(Data for analysis):
= Beginning of Section =
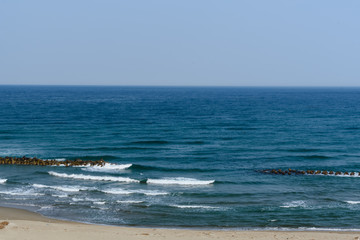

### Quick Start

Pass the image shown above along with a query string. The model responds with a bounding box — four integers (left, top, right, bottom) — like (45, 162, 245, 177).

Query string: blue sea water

(1, 86, 360, 230)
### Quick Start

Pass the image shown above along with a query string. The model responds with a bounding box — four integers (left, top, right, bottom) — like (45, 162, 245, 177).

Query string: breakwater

(0, 156, 106, 167)
(259, 169, 360, 176)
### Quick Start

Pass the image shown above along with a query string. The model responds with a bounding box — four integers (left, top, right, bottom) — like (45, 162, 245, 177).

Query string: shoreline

(1, 206, 360, 240)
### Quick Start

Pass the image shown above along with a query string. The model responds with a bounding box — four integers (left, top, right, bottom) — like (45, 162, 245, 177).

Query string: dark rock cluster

(0, 156, 106, 167)
(258, 169, 359, 176)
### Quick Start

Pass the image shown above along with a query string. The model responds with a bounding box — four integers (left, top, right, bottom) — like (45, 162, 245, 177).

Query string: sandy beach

(0, 207, 359, 240)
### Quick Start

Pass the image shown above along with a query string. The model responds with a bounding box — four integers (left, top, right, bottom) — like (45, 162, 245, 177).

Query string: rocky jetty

(0, 156, 106, 167)
(258, 169, 360, 176)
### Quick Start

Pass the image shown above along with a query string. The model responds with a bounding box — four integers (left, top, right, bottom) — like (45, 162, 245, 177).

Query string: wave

(51, 194, 68, 198)
(178, 192, 244, 198)
(45, 158, 66, 161)
(125, 140, 170, 145)
(280, 200, 307, 208)
(48, 171, 139, 183)
(286, 148, 321, 153)
(103, 188, 168, 196)
(0, 189, 45, 196)
(39, 206, 53, 211)
(130, 164, 216, 173)
(170, 205, 220, 209)
(62, 147, 165, 151)
(68, 155, 118, 160)
(71, 197, 103, 202)
(345, 201, 360, 204)
(345, 127, 360, 130)
(0, 179, 7, 184)
(146, 177, 215, 185)
(116, 200, 144, 204)
(183, 140, 206, 145)
(80, 163, 132, 173)
(301, 155, 332, 159)
(33, 183, 94, 192)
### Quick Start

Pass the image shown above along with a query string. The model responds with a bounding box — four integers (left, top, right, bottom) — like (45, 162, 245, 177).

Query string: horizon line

(1, 84, 360, 88)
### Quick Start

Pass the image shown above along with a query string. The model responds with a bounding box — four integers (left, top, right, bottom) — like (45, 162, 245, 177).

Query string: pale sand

(1, 207, 359, 240)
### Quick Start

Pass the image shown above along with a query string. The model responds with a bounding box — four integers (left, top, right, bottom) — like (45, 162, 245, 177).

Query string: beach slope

(0, 207, 359, 240)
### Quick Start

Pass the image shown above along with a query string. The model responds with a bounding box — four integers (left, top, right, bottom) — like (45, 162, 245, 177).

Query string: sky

(1, 0, 359, 86)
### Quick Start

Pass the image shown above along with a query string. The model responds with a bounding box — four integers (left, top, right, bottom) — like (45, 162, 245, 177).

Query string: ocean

(1, 86, 360, 230)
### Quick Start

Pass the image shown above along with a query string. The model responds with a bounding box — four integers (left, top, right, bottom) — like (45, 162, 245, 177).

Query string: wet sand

(0, 206, 359, 240)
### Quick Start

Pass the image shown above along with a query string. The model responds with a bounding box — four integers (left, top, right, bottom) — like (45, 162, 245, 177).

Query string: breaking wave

(0, 189, 45, 196)
(170, 205, 220, 209)
(345, 201, 360, 205)
(80, 163, 133, 173)
(280, 200, 307, 208)
(116, 200, 144, 204)
(146, 177, 215, 185)
(103, 188, 168, 196)
(33, 183, 94, 192)
(48, 171, 139, 183)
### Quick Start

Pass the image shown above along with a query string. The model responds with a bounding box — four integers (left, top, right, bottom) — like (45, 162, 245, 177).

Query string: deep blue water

(1, 86, 360, 230)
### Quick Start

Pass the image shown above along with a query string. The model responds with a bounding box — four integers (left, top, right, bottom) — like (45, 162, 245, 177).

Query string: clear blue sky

(1, 0, 359, 86)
= End of Section =
(Requirement): If an entry contains a picture, skip the picture and reproduce everything else exactly.

(Result of this exercise):
### Quick Start

Pass the image shown above along with a query string. The model responds with a bounding box — four integers (left, top, right, bottom) — like (45, 162, 245, 177).

Query string: blue sea water

(1, 86, 360, 230)
### Quick Start

Pass the image shown above along with a query string. The model responds with a bounding box — four integers (left, top, right, bottom) — like (45, 162, 245, 177).

Query string: breakwater

(0, 156, 106, 167)
(259, 169, 360, 176)
### Quick Start

Pass the image shown above along with a query string. The model responds with a bounding box — four integers (left, top, right, bottom) — like (45, 162, 245, 177).

Query string: shoreline

(1, 206, 360, 240)
### Quick Start

Pass the image shown above along with a query string. The model responds with a bounding box — four integers (left, top, right, bottom) — like (45, 162, 245, 177).

Query string: dark rock cluster

(0, 156, 106, 167)
(258, 169, 359, 176)
### Quick Start

Pass the image shown above along with a query string. The model responds with a bounding box — four integers (left, top, right, bottom) — like (45, 162, 245, 177).

Query string: sandy beach

(0, 207, 359, 240)
### Quick Start

Pass the image shown above along with a query string. The model responds with a bounding box — four integers (left, top, right, bottom) — like (45, 162, 245, 177).

Query string: rocky jetty

(0, 156, 106, 167)
(258, 169, 360, 176)
### Quick Start

Pass the image shown above along with a query string. The model responds with a bounding box — four integers (left, top, right, bottom) — like (45, 162, 245, 177).

Query string: wave

(51, 194, 68, 198)
(178, 192, 244, 198)
(45, 158, 66, 161)
(125, 140, 170, 145)
(280, 200, 307, 208)
(48, 171, 139, 183)
(286, 148, 321, 153)
(103, 188, 168, 196)
(0, 189, 45, 196)
(39, 206, 53, 211)
(130, 164, 216, 173)
(170, 205, 220, 209)
(62, 147, 165, 151)
(68, 155, 118, 160)
(71, 197, 103, 202)
(345, 201, 360, 204)
(345, 127, 360, 130)
(0, 179, 7, 184)
(146, 177, 215, 185)
(116, 200, 144, 204)
(183, 140, 206, 145)
(80, 163, 132, 173)
(301, 155, 332, 159)
(33, 183, 94, 192)
### Quick Start

Pass the image shown above along with a query string. The model responds with a bounding box — four integers (left, top, right, bottom) — like (45, 162, 245, 177).

Query string: horizon line

(1, 84, 360, 88)
### Quick Start

Pass the image shown above along with a query string. The model responds with a bounding box — four integers (left, top, right, bottom) — like (45, 162, 245, 177).

Query string: pale sand

(1, 207, 359, 240)
### Quick Start

Pass the image shown above along with a query string. The model responds with a bounding box — four integers (left, top, right, bottom) — like (45, 162, 245, 177).

Query string: beach slope

(0, 207, 359, 240)
### Quick Start

Pass the image shown above along with a query string. The model responds with a bounding box — four integers (left, top, right, bottom) — like (45, 162, 245, 177).

Query string: sky

(1, 0, 359, 86)
### Quick Start

Pass the image shown above along with a query string. The model responds with a bounding box — four integers (left, top, right, bottom) — like (45, 162, 245, 177).

Query string: ocean

(1, 86, 360, 230)
### Quick Start

Pass the image shown above along with a query string. The model responds with a bounding box — four integers (left, top, right, bottom) — like (45, 162, 245, 177).

Query string: wet sand

(0, 206, 359, 240)
### Quick Start

Pass the image shown above along with a query string. The model responds with a bounding box — four integers (left, top, right, bottom) — like (45, 162, 245, 177).

Query string: breaking wave

(0, 189, 45, 196)
(170, 205, 220, 209)
(345, 201, 360, 205)
(80, 163, 133, 173)
(280, 200, 307, 208)
(116, 200, 144, 204)
(146, 177, 215, 185)
(103, 188, 168, 196)
(33, 183, 94, 192)
(48, 171, 139, 183)
### Quick Start

Pass the image shown above along with a query string. The model responds with a bounding box — four integers (left, top, right, bottom) — like (45, 162, 245, 177).

Query string: deep blue water

(1, 86, 360, 230)
### Quick Start

Pass the image shown above along with a query string. The model responds with a bounding box — four integers (left, top, right, bottom) — like (45, 162, 245, 177).

Query string: clear blue sky

(1, 0, 359, 86)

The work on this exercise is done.